» **EXERCISE**: Repeat all entries exactly.

» **TASK INPUTS**:
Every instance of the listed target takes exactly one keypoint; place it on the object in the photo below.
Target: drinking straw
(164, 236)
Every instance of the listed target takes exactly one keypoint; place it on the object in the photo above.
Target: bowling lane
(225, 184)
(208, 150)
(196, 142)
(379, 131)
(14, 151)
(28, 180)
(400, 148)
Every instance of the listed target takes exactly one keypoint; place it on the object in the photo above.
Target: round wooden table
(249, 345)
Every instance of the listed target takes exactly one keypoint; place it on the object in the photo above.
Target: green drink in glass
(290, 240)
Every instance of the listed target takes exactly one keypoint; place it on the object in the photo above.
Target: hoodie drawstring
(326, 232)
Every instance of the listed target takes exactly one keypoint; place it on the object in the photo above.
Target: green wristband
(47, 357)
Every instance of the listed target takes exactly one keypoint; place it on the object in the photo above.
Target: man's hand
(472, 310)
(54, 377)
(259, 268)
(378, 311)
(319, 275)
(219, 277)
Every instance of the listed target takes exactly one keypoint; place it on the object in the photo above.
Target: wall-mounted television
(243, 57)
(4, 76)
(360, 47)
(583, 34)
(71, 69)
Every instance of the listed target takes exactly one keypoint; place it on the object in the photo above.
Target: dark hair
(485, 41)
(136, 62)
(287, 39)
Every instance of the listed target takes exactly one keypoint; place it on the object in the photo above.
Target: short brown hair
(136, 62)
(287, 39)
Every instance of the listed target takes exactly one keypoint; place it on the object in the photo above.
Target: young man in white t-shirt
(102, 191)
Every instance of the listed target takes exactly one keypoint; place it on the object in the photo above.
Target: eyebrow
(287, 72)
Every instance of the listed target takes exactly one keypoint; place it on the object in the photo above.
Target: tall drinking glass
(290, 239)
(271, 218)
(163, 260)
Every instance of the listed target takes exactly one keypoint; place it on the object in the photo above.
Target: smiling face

» **EXERCISE RESPONSE**:
Every instance of the listed target takes exactly one keypoint; place it on the object in the photo below.
Target: drinking straw
(164, 236)
Every instance of the listed target takes exactly one keypoint; place it on the object in the photo above.
Target: bowling lane
(225, 184)
(208, 150)
(196, 142)
(379, 131)
(14, 151)
(28, 180)
(400, 148)
Every instance of the listed target takes exactly one keypoint; place it on the object in the photo above.
Target: round wooden table
(249, 345)
Every instance of the listed target takes exactly one keypoint; place it on the object in the photo above.
Target: green drink in glass
(290, 240)
Every instance of the listed target takes exactly one keypoint; place it on the object in the photo above.
Target: hoodie drawstring
(326, 232)
Every instance of the listed target takes exactly one keypoint; place it on the object in the photo above.
Target: green wristband
(47, 357)
Every instance of the listed target takes exactly one keypoint; place it on the object in the photo above.
Target: man's hand
(472, 310)
(54, 377)
(259, 268)
(378, 311)
(319, 275)
(219, 277)
Every instance of the listed target takes exactly one keypoint; place it on the object in the photo above.
Target: wall-mounted television
(243, 57)
(4, 76)
(360, 47)
(583, 34)
(71, 69)
Every instance of the listed target takes exactly one keypoint; place it on the object in the photo above.
Target: dark hair
(485, 41)
(136, 62)
(287, 39)
Every instance of the listed target takes exactly one keypoint; place it on the object in the photo above.
Target: short brown hair
(136, 62)
(287, 39)
Every instance of the listed target takes exactly one keypoint; place it on the object in the photo above.
Target: young man in white t-shirt
(102, 191)
Every instance of the listed target takes exactly one keypoint; place it on the object in the photo above.
Target: eyebrow
(287, 72)
Every instance of the listed target takes exactly one keypoint; place it on the object in the photo above.
Target: tall drinking glass
(290, 239)
(271, 218)
(163, 260)
Every instance of the listed target takes exactly one keypoint; place it on the object in the photo above.
Target: smiling face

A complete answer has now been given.